▶ What is expected: Copy the data below, from the line with "I'd appreciate your help finding the pergola" up to and including the line with "I'd appreciate your help finding the woman's hand", reproducing each line without any change.
---+---
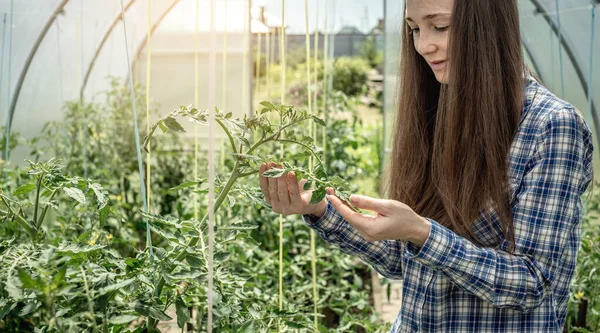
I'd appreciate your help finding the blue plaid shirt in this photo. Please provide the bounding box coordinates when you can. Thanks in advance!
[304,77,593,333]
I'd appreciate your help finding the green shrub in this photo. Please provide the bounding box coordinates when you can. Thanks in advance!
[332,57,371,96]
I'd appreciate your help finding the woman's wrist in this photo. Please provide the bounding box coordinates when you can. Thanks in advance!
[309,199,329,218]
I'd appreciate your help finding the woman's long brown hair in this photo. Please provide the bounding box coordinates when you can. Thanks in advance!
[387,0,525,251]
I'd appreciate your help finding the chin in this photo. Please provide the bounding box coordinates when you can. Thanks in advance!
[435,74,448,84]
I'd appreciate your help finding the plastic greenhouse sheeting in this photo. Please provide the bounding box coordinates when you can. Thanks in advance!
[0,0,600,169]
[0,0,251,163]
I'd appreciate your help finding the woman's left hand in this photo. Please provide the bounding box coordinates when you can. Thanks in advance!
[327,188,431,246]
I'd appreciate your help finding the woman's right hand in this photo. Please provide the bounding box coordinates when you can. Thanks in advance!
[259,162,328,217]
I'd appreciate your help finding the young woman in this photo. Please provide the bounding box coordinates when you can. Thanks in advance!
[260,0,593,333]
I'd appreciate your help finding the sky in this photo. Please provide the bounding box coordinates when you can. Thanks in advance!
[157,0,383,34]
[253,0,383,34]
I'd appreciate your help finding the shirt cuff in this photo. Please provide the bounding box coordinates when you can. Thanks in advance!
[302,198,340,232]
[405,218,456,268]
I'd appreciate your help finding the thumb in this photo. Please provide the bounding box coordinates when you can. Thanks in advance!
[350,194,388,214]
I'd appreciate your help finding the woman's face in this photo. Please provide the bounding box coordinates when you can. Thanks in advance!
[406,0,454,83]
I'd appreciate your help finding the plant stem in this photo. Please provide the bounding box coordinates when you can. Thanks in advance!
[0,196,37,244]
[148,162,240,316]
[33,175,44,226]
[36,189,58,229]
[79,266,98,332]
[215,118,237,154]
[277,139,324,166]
---+---
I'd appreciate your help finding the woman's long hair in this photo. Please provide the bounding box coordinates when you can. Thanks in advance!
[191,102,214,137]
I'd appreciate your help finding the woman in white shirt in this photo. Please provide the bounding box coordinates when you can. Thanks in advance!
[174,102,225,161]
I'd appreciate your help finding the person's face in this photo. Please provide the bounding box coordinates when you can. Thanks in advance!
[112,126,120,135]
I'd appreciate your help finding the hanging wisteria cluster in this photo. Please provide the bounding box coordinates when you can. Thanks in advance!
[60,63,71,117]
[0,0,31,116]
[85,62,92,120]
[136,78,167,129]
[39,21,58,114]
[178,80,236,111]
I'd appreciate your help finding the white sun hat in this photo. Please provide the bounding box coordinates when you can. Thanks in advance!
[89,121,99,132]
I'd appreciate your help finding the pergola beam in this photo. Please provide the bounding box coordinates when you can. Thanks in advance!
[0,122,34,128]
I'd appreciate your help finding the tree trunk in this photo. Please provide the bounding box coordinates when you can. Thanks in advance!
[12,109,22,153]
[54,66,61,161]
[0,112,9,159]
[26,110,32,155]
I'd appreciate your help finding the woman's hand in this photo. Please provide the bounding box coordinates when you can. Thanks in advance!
---+---
▶ Worked answer:
I'd appreciate your help finding the pergola beam in this photo. Please provide the bounding box coordinates when you can. Thanks in advance!
[0,122,34,128]
I'd appreciate your help finding the tree trunk in this photo. Please provide the bounding box coordinates when you can. Thanks in advance!
[12,109,22,153]
[54,66,61,161]
[0,112,9,159]
[26,110,32,155]
I'd appreciate your help finding the woman's hand in this photo. Please provide the bounding box coordinates when you can. Thanks in advance!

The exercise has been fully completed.